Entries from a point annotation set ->

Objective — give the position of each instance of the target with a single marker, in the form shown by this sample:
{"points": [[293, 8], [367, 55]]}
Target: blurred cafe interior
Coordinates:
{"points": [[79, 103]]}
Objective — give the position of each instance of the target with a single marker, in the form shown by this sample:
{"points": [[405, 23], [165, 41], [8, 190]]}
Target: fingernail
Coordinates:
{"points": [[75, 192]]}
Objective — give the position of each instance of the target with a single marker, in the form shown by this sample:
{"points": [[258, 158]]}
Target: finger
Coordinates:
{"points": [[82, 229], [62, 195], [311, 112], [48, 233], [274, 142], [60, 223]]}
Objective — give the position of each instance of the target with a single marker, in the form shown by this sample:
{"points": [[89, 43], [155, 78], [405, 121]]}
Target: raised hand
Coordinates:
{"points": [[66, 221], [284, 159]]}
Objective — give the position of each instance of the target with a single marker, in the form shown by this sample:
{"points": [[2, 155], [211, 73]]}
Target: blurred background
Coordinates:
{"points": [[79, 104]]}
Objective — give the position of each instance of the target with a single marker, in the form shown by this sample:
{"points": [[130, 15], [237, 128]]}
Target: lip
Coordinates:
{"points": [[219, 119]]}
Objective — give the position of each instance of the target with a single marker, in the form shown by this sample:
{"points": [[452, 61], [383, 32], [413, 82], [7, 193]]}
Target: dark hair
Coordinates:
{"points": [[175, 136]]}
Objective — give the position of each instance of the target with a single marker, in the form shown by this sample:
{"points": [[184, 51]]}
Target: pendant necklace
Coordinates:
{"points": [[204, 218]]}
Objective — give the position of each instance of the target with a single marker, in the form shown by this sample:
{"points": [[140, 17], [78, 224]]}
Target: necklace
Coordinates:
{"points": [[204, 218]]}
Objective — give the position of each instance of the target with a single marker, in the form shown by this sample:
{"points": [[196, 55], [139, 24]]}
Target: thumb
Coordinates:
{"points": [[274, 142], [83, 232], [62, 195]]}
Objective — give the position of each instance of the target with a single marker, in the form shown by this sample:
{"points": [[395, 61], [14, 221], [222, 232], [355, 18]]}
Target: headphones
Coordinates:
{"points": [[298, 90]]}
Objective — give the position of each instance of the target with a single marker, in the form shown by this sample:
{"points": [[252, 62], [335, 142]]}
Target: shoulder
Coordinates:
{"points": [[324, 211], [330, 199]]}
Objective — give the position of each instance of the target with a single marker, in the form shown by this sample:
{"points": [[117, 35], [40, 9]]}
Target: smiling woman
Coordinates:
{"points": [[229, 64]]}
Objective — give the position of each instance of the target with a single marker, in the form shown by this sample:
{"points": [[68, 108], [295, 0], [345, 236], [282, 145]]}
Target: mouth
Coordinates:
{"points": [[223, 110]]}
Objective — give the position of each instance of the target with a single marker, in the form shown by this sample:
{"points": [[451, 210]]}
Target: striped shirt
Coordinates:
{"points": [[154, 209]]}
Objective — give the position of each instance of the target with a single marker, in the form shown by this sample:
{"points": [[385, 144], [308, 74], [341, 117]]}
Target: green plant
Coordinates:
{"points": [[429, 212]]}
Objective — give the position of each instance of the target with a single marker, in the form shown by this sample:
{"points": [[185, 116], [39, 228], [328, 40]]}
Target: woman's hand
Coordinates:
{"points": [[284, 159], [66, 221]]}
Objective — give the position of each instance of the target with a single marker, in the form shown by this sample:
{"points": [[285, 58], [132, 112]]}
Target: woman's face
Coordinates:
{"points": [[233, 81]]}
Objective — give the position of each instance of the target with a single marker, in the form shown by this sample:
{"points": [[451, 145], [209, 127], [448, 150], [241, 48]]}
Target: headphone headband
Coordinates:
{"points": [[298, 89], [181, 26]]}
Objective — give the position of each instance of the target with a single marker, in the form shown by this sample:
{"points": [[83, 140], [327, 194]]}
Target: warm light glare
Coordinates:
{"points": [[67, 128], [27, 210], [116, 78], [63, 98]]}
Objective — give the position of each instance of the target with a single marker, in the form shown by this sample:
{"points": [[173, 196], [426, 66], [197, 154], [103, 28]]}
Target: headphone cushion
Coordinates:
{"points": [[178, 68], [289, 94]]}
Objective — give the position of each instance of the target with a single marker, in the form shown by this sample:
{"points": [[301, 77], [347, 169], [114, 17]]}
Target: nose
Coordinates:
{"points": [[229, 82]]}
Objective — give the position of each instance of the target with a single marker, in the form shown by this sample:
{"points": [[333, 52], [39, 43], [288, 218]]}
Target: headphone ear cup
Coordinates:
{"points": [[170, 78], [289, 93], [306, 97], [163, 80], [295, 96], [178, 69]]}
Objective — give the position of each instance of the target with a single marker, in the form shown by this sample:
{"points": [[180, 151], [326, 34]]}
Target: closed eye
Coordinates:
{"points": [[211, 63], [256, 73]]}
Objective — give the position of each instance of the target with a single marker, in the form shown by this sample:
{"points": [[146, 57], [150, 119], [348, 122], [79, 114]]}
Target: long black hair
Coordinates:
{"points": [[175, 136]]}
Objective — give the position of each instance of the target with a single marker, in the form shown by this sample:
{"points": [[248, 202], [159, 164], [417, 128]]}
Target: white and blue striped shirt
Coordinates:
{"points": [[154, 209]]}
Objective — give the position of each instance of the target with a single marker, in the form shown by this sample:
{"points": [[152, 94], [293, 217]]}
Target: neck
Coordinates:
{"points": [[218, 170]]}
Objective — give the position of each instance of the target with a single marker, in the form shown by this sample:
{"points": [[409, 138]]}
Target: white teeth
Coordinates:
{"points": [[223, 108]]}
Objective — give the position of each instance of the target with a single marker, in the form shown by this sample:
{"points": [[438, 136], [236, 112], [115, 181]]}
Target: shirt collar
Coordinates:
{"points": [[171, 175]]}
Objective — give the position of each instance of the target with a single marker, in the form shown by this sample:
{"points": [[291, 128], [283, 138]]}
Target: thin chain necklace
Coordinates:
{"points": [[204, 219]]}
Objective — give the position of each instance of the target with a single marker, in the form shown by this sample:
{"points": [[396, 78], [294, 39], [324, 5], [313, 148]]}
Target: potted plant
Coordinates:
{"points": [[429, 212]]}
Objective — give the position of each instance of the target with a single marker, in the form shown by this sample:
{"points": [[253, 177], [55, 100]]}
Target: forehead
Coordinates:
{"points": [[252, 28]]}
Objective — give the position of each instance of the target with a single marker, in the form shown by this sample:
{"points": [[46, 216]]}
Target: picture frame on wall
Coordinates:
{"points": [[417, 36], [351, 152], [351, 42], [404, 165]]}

Task requirements -> Return each line of the data exactly as written above.

Worked solution ->
Objective — give the position of each instance of the target with a single marker, in the form shown by this sample:
{"points": [[293, 8], [367, 55]]}
Target: blurred cafe interior
Coordinates:
{"points": [[79, 103]]}
Objective — give the position of each instance of the target with a single marker, in the form shown by this sample:
{"points": [[405, 23], [165, 41], [8, 190]]}
Target: fingernail
Coordinates:
{"points": [[75, 192]]}
Objective — give the position of each instance of the target with a single marker, in the form shown by this sample:
{"points": [[258, 158]]}
Target: finger
Coordinates:
{"points": [[82, 229], [62, 195], [311, 112], [48, 233], [274, 142], [60, 223]]}
Objective — give the position of each instance of the target with a single marker, in the form shown by this sample:
{"points": [[89, 43], [155, 78], [405, 121]]}
Target: raised hand
Coordinates:
{"points": [[66, 221], [284, 159]]}
Objective — give the position of each instance of the target with a single marker, in the form shown by this sample:
{"points": [[2, 155], [211, 73]]}
Target: blurred background
Coordinates:
{"points": [[79, 104]]}
Objective — give the position of each instance of the target with a single marker, in the form shown by this sample:
{"points": [[130, 15], [237, 128]]}
Target: lip
Coordinates:
{"points": [[219, 119]]}
Objective — give the position of each instance of the target with a single marker, in the form shown by this sample:
{"points": [[452, 61], [383, 32], [413, 82], [7, 193]]}
Target: dark hair
Coordinates:
{"points": [[175, 136]]}
Objective — give the position of each instance of the target with a single marker, in the form shown by this sample:
{"points": [[184, 51]]}
Target: pendant necklace
Coordinates:
{"points": [[204, 218]]}
Objective — give the position of each instance of the target with a single marker, in the form shown by this sample:
{"points": [[140, 17], [78, 224]]}
Target: necklace
Coordinates:
{"points": [[204, 218]]}
Objective — give the position of each instance of the target with a single marker, in the form shown by this sample:
{"points": [[196, 55], [139, 24]]}
Target: thumb
Coordinates:
{"points": [[274, 142], [83, 232], [62, 195]]}
Objective — give the position of each instance of the target with a single marker, in the form shown by this sample:
{"points": [[395, 61], [14, 221], [222, 232], [355, 18]]}
Target: headphones
Coordinates:
{"points": [[298, 90]]}
Objective — give the position of each instance of the target with a single marker, in the form shown by this sample:
{"points": [[252, 62], [335, 142]]}
Target: shoulder
Coordinates:
{"points": [[324, 211], [330, 199]]}
Objective — give the position of each instance of the target with a single marker, in the form shown by this sample:
{"points": [[117, 35], [40, 9]]}
Target: smiling woman
Coordinates:
{"points": [[229, 64]]}
Objective — give the position of each instance of the target with a single marker, in the form shown by this sample:
{"points": [[68, 108], [295, 0], [345, 236], [282, 145]]}
Target: mouth
Coordinates:
{"points": [[223, 110]]}
Objective — give the position of each instance of the target with a single marker, in the form shown by this sample:
{"points": [[451, 210]]}
Target: striped shirt
Coordinates:
{"points": [[154, 209]]}
Objective — give the position of each instance of the target with a single marker, in the form shown by this sample:
{"points": [[385, 144], [308, 74], [341, 117]]}
Target: green plant
Coordinates:
{"points": [[429, 212]]}
Objective — give the position of each instance of the target with a single marker, in the form shown by this sample:
{"points": [[185, 116], [39, 228], [328, 40]]}
Target: woman's hand
Coordinates:
{"points": [[284, 159], [66, 221]]}
Objective — give the position of each instance of the target with a single marker, in the form shown by this sample:
{"points": [[285, 58], [132, 112]]}
Target: woman's face
Coordinates:
{"points": [[233, 81]]}
Objective — give the position of each instance of the target with a single marker, in the form shown by this sample:
{"points": [[451, 145], [209, 127], [448, 150], [241, 48]]}
Target: headphone headband
Coordinates:
{"points": [[298, 89], [181, 26]]}
Objective — give the position of each instance of the target with a single marker, in the form shown by this sample:
{"points": [[83, 140], [327, 194]]}
Target: warm light glare
Coordinates:
{"points": [[67, 128], [27, 210], [116, 78], [63, 98]]}
Objective — give the position of each instance of the target with a single marker, in the form shown by this sample:
{"points": [[173, 196], [426, 66], [197, 154], [103, 28]]}
Target: headphone cushion
Coordinates:
{"points": [[178, 68], [289, 94]]}
Objective — give the position of each instance of the target with a single marker, in the form shown by this sample:
{"points": [[301, 77], [347, 169], [114, 17]]}
Target: nose
Coordinates:
{"points": [[229, 82]]}
Objective — give the position of each instance of the target with a single marker, in the form shown by this sample:
{"points": [[333, 52], [39, 43], [288, 218]]}
Target: headphone ear cup
Coordinates:
{"points": [[170, 78], [289, 93], [306, 97], [163, 80], [295, 96], [178, 69]]}
Objective — give the position of each instance of the target with a single marker, in the form shown by this sample:
{"points": [[180, 151], [326, 34]]}
Target: closed eye
Coordinates:
{"points": [[211, 63], [256, 73]]}
Objective — give the position of each instance of the target with a single marker, in the form shown by this sample:
{"points": [[146, 57], [150, 119], [348, 122], [79, 114]]}
Target: long black hair
Coordinates:
{"points": [[175, 136]]}
Objective — give the position of each instance of the target with a single marker, in the form shown by this sample:
{"points": [[248, 202], [159, 164], [417, 128]]}
Target: white and blue striped shirt
Coordinates:
{"points": [[154, 209]]}
Objective — give the position of each instance of the target with a single marker, in the form shown by this sample:
{"points": [[152, 94], [293, 217]]}
Target: neck
Coordinates:
{"points": [[218, 170]]}
Objective — give the position of each instance of the target with a single marker, in the form shown by this sample:
{"points": [[409, 138]]}
Target: white teeth
Coordinates:
{"points": [[223, 108]]}
Objective — give the position of each instance of the target with a single marker, in the form shown by this sample:
{"points": [[438, 136], [236, 112], [115, 181]]}
Target: shirt collar
Coordinates:
{"points": [[171, 175]]}
Objective — give the position of each instance of the target with a single marker, in the form shown by this sample:
{"points": [[291, 128], [283, 138]]}
Target: thin chain necklace
Coordinates:
{"points": [[204, 219]]}
Objective — give the position of each instance of the target with a single marker, in the form shown by this sample:
{"points": [[396, 78], [294, 39], [324, 5], [313, 148]]}
Target: potted plant
Coordinates:
{"points": [[429, 212]]}
Objective — give the position of each instance of the target with a single marker, in the form shown by this sample:
{"points": [[253, 177], [55, 100]]}
Target: forehead
Coordinates:
{"points": [[252, 28]]}
Objective — give the position of each instance of the target with a single marker, in the form shown by this sample:
{"points": [[46, 216]]}
Target: picture frame on wall
Coordinates:
{"points": [[417, 36], [351, 152], [351, 42], [404, 165]]}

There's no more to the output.